Task prompt.
Every line that contains the word "approximate" is to be copied from the listing.
[Opening Dataset entries section]
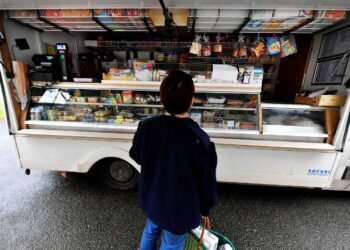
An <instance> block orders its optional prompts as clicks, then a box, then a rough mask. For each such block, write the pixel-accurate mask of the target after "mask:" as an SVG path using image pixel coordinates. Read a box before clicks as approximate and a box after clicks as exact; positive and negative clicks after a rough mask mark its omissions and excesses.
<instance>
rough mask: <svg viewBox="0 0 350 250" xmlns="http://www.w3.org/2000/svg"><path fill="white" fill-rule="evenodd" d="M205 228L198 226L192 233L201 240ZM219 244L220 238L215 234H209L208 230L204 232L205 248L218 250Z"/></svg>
mask: <svg viewBox="0 0 350 250" xmlns="http://www.w3.org/2000/svg"><path fill="white" fill-rule="evenodd" d="M202 230H203V227H201V226H198V227H197V228H195V229H192V233H193V234H194V235H195V236H196V237H197V239H199V238H200V237H201V234H202ZM218 243H219V238H218V237H216V236H215V235H214V234H212V233H211V232H209V231H208V230H204V237H203V247H204V249H206V250H217V248H218Z"/></svg>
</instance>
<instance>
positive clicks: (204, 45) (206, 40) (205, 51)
mask: <svg viewBox="0 0 350 250" xmlns="http://www.w3.org/2000/svg"><path fill="white" fill-rule="evenodd" d="M203 40H204V43H203V46H202V55H203V56H211V47H210V43H209V37H207V36H204V37H203Z"/></svg>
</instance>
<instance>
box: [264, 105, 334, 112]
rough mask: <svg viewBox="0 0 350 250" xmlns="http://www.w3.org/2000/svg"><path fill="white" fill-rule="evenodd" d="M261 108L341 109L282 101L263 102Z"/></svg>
mask: <svg viewBox="0 0 350 250" xmlns="http://www.w3.org/2000/svg"><path fill="white" fill-rule="evenodd" d="M261 108H262V109H263V110H264V109H276V110H281V109H291V110H305V111H324V110H326V109H339V108H337V107H316V106H311V105H304V104H280V103H278V104H277V103H262V104H261Z"/></svg>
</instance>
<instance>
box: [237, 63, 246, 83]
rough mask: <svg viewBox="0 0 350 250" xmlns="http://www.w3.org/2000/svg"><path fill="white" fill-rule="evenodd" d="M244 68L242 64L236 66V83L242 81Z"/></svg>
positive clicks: (244, 67)
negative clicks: (236, 66)
mask: <svg viewBox="0 0 350 250" xmlns="http://www.w3.org/2000/svg"><path fill="white" fill-rule="evenodd" d="M244 70H245V67H244V66H238V77H237V82H238V83H243V73H244Z"/></svg>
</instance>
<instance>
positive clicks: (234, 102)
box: [227, 100, 243, 108]
mask: <svg viewBox="0 0 350 250" xmlns="http://www.w3.org/2000/svg"><path fill="white" fill-rule="evenodd" d="M227 106H229V107H231V108H241V107H242V106H243V101H241V100H227Z"/></svg>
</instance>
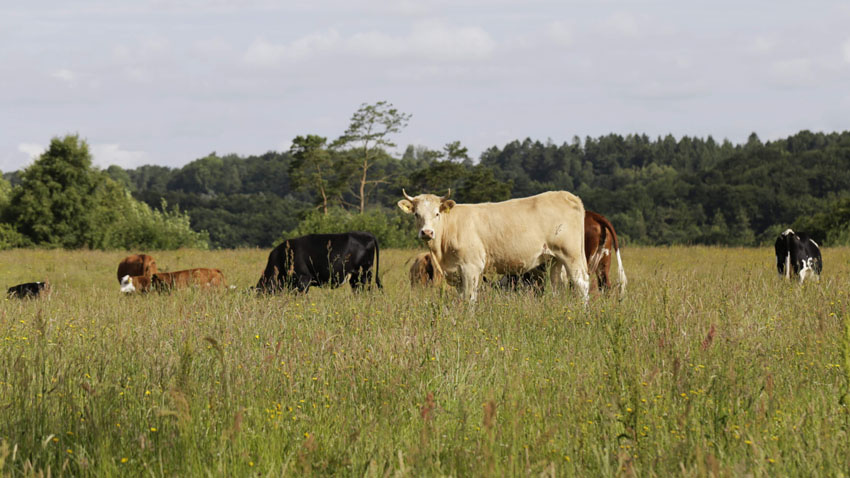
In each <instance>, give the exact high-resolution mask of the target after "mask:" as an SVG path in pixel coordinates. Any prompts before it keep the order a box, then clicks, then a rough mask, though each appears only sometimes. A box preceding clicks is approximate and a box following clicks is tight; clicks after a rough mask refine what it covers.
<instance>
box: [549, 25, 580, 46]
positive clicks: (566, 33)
mask: <svg viewBox="0 0 850 478" xmlns="http://www.w3.org/2000/svg"><path fill="white" fill-rule="evenodd" d="M545 31H546V38H548V39H549V40H550V41H551V42H552V43H553V44H555V45H556V46H572V44H573V32H572V30H571V29H570V27H568V26H567V25H566V24H564V23H563V22H551V23H549V24H548V25H546V29H545Z"/></svg>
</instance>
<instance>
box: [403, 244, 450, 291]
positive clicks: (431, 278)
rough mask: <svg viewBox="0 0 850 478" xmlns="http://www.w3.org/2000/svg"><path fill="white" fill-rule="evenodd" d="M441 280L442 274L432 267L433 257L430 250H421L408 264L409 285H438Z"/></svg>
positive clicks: (442, 278)
mask: <svg viewBox="0 0 850 478" xmlns="http://www.w3.org/2000/svg"><path fill="white" fill-rule="evenodd" d="M442 280H443V274H442V273H440V271H439V270H437V268H435V267H434V258H433V257H431V253H430V252H422V253H420V254H418V255H417V256H416V257H414V258H413V264H411V265H410V285H411V286H414V287H415V286H429V285H438V284H439V283H440V282H442Z"/></svg>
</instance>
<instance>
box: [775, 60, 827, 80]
mask: <svg viewBox="0 0 850 478" xmlns="http://www.w3.org/2000/svg"><path fill="white" fill-rule="evenodd" d="M771 74H772V75H773V78H774V79H775V80H776V81H777V82H778V83H779V84H780V85H782V86H792V87H793V86H807V85H811V84H813V83H814V82H815V80H816V77H815V72H814V70H813V67H812V62H811V61H810V60H809V59H808V58H794V59H791V60H781V61H777V62H774V63H773V66H772V67H771Z"/></svg>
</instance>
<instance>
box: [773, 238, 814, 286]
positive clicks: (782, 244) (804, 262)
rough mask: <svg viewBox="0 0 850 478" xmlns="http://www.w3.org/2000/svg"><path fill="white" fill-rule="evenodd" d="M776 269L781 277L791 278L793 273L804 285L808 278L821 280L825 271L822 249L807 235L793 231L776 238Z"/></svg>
mask: <svg viewBox="0 0 850 478" xmlns="http://www.w3.org/2000/svg"><path fill="white" fill-rule="evenodd" d="M774 248H775V249H776V269H777V270H778V271H779V275H781V276H785V277H787V278H791V272H792V271H793V273H794V275H795V276H796V275H799V276H800V283H801V284H802V283H803V281H804V280H806V277H808V276H814V278H815V279H816V280H817V279H819V278H820V272H821V270H823V259H822V258H821V255H820V247H818V244H817V243H816V242H815V241H813V240H812V239H811V238H810V237H809V235H808V234H806V233H803V232H801V233H796V232H794V231H792V230H791V229H787V230H786V231H785V232H783V233H782V234H780V235H779V237H778V238H776V244H774Z"/></svg>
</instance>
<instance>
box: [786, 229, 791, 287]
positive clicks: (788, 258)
mask: <svg viewBox="0 0 850 478" xmlns="http://www.w3.org/2000/svg"><path fill="white" fill-rule="evenodd" d="M788 230H789V231H790V230H791V229H788ZM785 278H786V279H790V278H791V251H788V255H787V256H785Z"/></svg>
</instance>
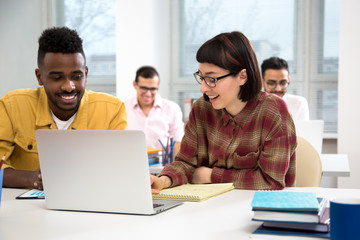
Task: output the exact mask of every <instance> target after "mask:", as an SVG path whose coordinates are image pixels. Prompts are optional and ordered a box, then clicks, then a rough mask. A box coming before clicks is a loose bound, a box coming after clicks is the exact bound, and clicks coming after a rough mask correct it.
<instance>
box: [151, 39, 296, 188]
mask: <svg viewBox="0 0 360 240" xmlns="http://www.w3.org/2000/svg"><path fill="white" fill-rule="evenodd" d="M196 59H197V61H198V62H199V69H198V71H197V72H196V73H194V76H195V79H196V81H197V82H198V83H199V84H201V87H200V91H201V92H202V93H203V97H201V98H199V99H198V100H197V101H196V102H195V103H194V104H193V107H192V110H191V113H190V116H189V122H188V124H187V125H186V128H185V135H184V138H183V140H182V142H181V148H180V151H179V153H178V154H177V156H176V158H175V162H173V163H171V164H168V165H166V166H165V167H164V169H163V171H162V172H161V173H160V174H159V176H151V180H152V188H153V192H154V193H156V192H158V191H159V190H161V189H163V188H168V187H173V186H177V185H181V184H186V183H229V182H233V183H234V186H235V188H239V189H273V190H275V189H283V188H284V187H286V186H291V185H293V184H294V182H295V148H296V134H295V126H294V123H293V120H292V119H291V117H290V114H289V112H288V110H287V107H286V104H285V102H284V101H283V100H282V99H281V98H279V97H276V96H274V95H272V94H270V95H269V94H268V93H265V92H263V91H261V76H260V70H259V66H258V63H257V59H256V55H255V52H254V49H253V48H252V46H251V43H250V41H249V40H248V39H247V38H246V36H245V35H243V34H242V33H240V32H230V33H222V34H219V35H217V36H215V37H214V38H212V39H210V40H208V41H207V42H205V43H204V44H203V45H202V46H201V47H200V49H199V50H198V52H197V54H196Z"/></svg>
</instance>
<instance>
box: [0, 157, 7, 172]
mask: <svg viewBox="0 0 360 240" xmlns="http://www.w3.org/2000/svg"><path fill="white" fill-rule="evenodd" d="M5 156H6V153H4V156H3V157H2V158H1V160H0V169H1V168H2V165H3V163H4V162H5Z"/></svg>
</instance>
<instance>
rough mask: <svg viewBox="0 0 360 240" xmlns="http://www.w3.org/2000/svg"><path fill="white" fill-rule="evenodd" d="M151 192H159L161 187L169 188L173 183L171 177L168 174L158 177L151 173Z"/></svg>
mask: <svg viewBox="0 0 360 240" xmlns="http://www.w3.org/2000/svg"><path fill="white" fill-rule="evenodd" d="M150 183H151V192H152V193H159V192H160V190H161V189H164V188H168V187H170V185H171V179H170V178H169V177H167V176H161V177H157V176H154V175H150Z"/></svg>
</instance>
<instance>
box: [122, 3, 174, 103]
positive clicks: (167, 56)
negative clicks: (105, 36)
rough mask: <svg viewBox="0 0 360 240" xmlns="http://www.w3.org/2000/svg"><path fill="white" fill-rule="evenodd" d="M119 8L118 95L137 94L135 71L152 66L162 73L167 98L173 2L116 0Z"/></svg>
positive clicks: (160, 75) (165, 95)
mask: <svg viewBox="0 0 360 240" xmlns="http://www.w3.org/2000/svg"><path fill="white" fill-rule="evenodd" d="M140 6H141V7H140ZM117 10H118V11H117V19H116V23H117V26H116V34H117V36H116V37H117V49H116V61H117V63H116V66H117V67H116V68H117V70H116V95H117V97H119V98H120V99H122V100H125V99H127V98H130V97H132V96H135V90H134V88H133V86H132V81H133V80H134V78H135V72H136V70H137V69H138V68H139V67H141V66H142V65H152V66H154V67H155V68H156V69H157V70H158V72H159V74H160V89H159V93H160V94H161V95H162V96H163V97H165V98H168V93H169V91H168V89H169V77H170V42H171V41H170V1H165V0H162V1H159V0H132V1H128V0H117Z"/></svg>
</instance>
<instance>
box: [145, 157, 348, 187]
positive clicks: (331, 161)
mask: <svg viewBox="0 0 360 240" xmlns="http://www.w3.org/2000/svg"><path fill="white" fill-rule="evenodd" d="M320 158H321V163H322V169H323V176H324V177H349V176H350V167H349V159H348V156H347V155H346V154H320ZM162 168H163V167H162V165H161V164H156V165H153V166H150V173H152V174H158V173H160V172H161V170H162ZM334 187H336V186H334Z"/></svg>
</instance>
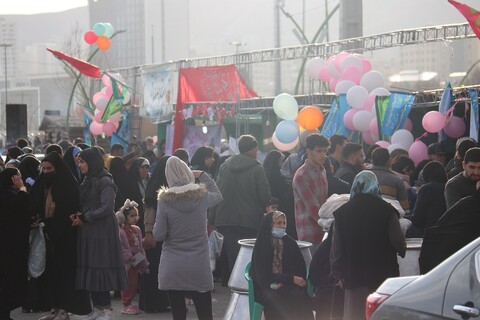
[Closing Dataset entries section]
Reply to the exercise.
An <instance> block orders its optional prompts as clicks, then a box, then a rough mask. For each such block, write the pixel-accurate mask of the target after "mask:" as an SVG path using image pixel coordinates. Read a box before clicks as approximate and a box after clicks as exact; positive and negative clicks after a rough mask mark its omissions and excesses.
In each <instance>, give the exact high-resolution mask of the target after "mask:" as an SVG path in pixel coordinates. Any prompts before it keep the order a box, then clicks, then a rough mask, though each appears only sometimes. A box preceding clicks is approximate and a box following clicks is tight; clicks after a rough mask refine what it covers.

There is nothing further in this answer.